## Work to be completed:
Retype verbatim the lines below that run from the line containing "Where can the man in" through the final line, with both of those lines included.

## Exercise input:
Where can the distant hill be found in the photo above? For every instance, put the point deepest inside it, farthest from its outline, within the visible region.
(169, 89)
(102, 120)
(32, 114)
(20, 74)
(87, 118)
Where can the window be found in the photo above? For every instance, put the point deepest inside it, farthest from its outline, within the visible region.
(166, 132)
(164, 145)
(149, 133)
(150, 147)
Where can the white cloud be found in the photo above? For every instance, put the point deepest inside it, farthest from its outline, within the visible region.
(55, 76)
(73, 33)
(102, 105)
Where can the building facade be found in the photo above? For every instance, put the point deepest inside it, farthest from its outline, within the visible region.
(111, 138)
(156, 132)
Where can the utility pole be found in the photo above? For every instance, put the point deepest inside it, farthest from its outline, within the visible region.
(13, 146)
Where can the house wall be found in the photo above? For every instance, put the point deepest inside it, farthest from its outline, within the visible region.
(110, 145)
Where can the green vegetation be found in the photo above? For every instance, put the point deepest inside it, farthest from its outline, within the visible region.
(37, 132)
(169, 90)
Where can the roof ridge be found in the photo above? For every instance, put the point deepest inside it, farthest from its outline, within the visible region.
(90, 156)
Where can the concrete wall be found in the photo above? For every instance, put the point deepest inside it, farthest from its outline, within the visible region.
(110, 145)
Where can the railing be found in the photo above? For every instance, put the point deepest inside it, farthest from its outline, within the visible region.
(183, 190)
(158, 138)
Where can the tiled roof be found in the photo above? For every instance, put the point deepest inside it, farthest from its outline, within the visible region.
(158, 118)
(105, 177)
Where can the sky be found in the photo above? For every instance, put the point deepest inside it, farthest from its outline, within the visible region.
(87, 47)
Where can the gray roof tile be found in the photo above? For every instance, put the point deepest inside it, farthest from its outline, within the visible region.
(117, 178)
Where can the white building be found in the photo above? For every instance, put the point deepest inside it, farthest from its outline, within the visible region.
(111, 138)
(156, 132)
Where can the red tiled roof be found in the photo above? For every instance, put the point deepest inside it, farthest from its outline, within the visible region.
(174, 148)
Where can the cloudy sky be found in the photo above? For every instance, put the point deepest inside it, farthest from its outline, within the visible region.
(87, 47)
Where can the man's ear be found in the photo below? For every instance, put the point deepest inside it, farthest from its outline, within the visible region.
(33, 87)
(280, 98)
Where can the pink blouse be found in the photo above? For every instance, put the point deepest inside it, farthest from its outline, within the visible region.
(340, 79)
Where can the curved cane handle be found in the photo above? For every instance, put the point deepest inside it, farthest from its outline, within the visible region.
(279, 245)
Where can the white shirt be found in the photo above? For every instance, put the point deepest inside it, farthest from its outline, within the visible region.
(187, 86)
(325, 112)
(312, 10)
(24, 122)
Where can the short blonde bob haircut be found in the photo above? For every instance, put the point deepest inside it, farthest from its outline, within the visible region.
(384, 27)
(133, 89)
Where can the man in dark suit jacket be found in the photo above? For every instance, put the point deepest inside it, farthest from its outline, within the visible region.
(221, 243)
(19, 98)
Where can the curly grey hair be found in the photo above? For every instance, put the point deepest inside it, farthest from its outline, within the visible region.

## Answer below:
Where can the man in dark suit jacket be found in the photo above? For every instance, put the point deepest inside it, farthest from its outline, within the visible region.
(221, 243)
(19, 98)
Where can the curly grey hair be found in the photo above? For every instance, put the point deepest inside it, farthest from its outline, within the visible region.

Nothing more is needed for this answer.